> **Quellenauszug**:
========

Urteil vom 12. August 2024  
 
II. strafrechtliche Abteilung  
 
Besetzung 
Bundesrichter Abrecht, Präsident, 
Bundesrichterin Koch, Bundesrichter Hurni, 
Gerichtsschreiber Clément. 
 
Verfahrensbeteiligte 
A.________, 
vertreten durch Rechtsanwalt Roman Wyrsch, 
Beschwerdeführerin, 
 
gegen  
 
Oberstaatsanwaltschaft des Kantons Zürich, Güterstrasse 33, Postfach, 8010 Zürich, 
Beschwerdegegnerin. 
 
Gegenstand 
Landesverweisung, 
 
Beschwerde gegen das Urteil des Obergerichts des Kantons Zürich, II. Strafkammer, vom 10. Januar 2023 (SB220364-/O/U/hb). 
 
 
Sachverhalt:  
 
A.  
Am 18. März 2022 verurteilte das Bezirksgericht Zürich A.________ wegen Betrugs nach Art. 146 Abs. 1 StGB zu einer bedingten Geldstrafe von 150 Tagessätzen zu Fr. 40.-- bei einer Probezeit von zwei Jahren sowie zu einer Busse von Fr. 1'000.--. Es verwies sie für fünf Jahre des Landes, verzichtete indessen auf eine Ausschreibung im Schengener Informationssystem (SIS). 
 
B.  
Das Obergericht des Kantons Zürich bestätigte am 10. Januar 2023 den erstinstanzlichen Schuldspruch und verurteilte A.________ zu einer Geldstrafe von 120 Tagessätzen zu Fr. 30.-- bei einer Probezeit von zwei Jahren. Es bestätigte weiter die fünfjährige Landesverweisung und den Verzicht auf Ausschreibung im SIS.

========

> **Gestellte Aufgaben**:
1. Schreiben Sie aus dem Urteilsauszug den Abschnitt von „Urteil vom 12.“ bis „Gerichtsschreiber Clément.“ wortgetreu ab.
2. Prüfen Sie, ob die folgenden Aussagen mit dem Urteilsauszug übereinstimmen, und antworten Sie jeweils mit Ja oder Nein sowie den ausschlaggebenden Worten als genauem Zitat. (a) Das Bezirksgericht Zürich verhängte eine Busse von Fr. 1'000.--. (b) Das Obergericht ordnete eine Ausschreibung im SIS an. (c) Das Obergericht legte den Tagessatz auf Fr. 30.-- fest.

[Datensätze zur Ortsbeschriftung]
========

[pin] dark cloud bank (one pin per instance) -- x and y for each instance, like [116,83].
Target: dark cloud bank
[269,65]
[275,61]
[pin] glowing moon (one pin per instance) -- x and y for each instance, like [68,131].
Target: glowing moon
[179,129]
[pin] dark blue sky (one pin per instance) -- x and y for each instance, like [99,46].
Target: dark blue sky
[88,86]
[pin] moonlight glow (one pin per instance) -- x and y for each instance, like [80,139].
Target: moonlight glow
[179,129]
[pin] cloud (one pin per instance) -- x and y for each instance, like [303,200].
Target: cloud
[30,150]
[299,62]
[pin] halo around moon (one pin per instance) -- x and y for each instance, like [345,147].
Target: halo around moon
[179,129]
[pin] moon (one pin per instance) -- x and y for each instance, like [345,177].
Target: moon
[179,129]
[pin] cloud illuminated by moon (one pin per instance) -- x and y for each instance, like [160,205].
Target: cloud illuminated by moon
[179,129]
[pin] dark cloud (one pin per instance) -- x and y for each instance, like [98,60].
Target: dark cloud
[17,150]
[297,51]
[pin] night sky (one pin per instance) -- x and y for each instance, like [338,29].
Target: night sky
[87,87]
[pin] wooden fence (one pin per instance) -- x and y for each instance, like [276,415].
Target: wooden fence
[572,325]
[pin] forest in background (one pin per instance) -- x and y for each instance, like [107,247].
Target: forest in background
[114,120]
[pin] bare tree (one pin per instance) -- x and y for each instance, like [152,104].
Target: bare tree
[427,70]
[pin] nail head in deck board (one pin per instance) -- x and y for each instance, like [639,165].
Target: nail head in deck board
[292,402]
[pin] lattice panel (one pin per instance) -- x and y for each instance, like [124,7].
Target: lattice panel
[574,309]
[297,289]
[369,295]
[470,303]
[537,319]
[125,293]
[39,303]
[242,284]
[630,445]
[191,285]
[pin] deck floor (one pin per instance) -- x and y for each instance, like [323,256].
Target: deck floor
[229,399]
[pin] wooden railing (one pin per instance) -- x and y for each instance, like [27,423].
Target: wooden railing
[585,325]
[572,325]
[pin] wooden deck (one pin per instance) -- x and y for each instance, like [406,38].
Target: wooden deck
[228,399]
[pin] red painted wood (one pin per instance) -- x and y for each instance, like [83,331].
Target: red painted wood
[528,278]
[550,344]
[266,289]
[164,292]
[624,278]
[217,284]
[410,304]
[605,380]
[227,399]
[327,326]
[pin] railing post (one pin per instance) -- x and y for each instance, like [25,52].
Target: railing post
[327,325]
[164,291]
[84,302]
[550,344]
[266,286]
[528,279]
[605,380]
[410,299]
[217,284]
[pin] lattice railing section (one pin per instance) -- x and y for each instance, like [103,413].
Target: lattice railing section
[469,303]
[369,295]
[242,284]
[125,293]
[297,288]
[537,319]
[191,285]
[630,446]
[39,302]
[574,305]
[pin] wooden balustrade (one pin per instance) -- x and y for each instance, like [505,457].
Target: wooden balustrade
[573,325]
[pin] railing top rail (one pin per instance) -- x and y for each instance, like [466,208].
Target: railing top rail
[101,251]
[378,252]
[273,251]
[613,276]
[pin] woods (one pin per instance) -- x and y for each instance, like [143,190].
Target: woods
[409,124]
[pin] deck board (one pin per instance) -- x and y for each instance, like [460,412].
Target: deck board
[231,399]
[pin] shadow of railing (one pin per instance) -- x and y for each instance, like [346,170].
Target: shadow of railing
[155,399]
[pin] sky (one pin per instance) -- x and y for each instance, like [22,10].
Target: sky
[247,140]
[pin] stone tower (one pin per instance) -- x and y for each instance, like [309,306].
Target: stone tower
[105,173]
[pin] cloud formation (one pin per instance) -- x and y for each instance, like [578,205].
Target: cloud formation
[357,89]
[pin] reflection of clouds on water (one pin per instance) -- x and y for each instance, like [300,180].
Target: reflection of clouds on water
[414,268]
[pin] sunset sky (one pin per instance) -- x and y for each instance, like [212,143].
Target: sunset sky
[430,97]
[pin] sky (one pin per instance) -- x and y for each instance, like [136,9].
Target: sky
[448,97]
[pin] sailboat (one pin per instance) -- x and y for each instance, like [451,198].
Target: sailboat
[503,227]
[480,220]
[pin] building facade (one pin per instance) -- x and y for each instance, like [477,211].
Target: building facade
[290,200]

========

> **Lösungen der Aufgaben**:
1.
Urteil vom 12. August 2024  
 
II. strafrechtliche Abteilung  
 
Besetzung 
Bundesrichter Abrecht, Präsident, 
Bundesrichterin Koch, Bundesrichter Hurni, 
Gerichtsschreiber Clément.

2.
(a) Ja: „sowie zu einer Busse von Fr. 1'000.--“
(b) Nein: „Es bestätigte weiter die fünfjährige Landesverweisung und den Verzicht auf Ausschreibung im SIS.“
(c) Ja: „zu einer Geldstrafe von 120 Tagessätzen zu Fr. 30.--“